**WHAT THE EXERCISE ASKS**
Give only the number of lines in the records that include the string "wheel".

++++++++

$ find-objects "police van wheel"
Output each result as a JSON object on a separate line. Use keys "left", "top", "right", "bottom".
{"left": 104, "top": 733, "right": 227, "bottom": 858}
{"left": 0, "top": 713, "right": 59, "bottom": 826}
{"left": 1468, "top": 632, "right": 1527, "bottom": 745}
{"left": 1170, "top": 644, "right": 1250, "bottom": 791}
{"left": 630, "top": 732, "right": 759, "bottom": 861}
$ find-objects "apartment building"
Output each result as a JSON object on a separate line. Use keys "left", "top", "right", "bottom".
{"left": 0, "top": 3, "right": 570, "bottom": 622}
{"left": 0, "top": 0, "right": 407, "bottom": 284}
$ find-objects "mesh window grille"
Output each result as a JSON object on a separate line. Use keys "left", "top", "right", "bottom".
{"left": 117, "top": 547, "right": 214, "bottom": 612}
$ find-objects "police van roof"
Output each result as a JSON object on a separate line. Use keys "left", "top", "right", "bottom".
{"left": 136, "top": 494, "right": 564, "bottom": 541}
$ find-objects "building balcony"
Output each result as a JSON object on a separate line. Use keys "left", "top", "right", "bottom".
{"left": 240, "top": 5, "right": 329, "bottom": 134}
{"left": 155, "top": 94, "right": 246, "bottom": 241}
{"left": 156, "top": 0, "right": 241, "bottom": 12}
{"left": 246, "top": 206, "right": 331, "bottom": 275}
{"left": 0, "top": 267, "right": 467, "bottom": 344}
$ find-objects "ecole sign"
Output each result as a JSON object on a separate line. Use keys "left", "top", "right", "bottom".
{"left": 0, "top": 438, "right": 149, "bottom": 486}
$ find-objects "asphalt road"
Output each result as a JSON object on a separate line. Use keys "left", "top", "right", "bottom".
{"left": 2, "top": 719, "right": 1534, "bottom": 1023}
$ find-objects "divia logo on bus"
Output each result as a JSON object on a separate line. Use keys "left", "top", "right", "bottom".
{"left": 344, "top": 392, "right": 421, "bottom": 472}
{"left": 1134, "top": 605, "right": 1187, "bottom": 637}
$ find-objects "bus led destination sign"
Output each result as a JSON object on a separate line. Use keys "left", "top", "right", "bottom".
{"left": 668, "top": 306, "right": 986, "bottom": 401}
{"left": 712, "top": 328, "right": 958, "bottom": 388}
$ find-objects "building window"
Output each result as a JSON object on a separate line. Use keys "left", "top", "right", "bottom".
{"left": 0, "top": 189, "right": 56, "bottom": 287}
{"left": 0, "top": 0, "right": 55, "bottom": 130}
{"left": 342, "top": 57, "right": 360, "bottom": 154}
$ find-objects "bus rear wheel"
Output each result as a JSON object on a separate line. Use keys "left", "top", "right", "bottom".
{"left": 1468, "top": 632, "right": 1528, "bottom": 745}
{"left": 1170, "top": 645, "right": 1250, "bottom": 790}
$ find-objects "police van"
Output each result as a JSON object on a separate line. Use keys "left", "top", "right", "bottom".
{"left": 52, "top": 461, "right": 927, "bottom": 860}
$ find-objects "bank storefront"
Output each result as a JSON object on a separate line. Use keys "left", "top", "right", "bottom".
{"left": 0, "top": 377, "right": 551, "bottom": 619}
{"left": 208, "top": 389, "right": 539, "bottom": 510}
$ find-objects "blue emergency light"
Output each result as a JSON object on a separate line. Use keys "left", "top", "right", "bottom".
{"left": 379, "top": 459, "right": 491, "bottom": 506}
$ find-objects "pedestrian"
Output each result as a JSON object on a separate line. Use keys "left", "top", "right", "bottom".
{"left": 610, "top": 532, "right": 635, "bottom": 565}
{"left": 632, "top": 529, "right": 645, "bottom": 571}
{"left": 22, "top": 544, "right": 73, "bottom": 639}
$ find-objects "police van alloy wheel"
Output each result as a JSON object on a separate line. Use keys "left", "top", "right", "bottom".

++++++++

**TASK RESULT**
3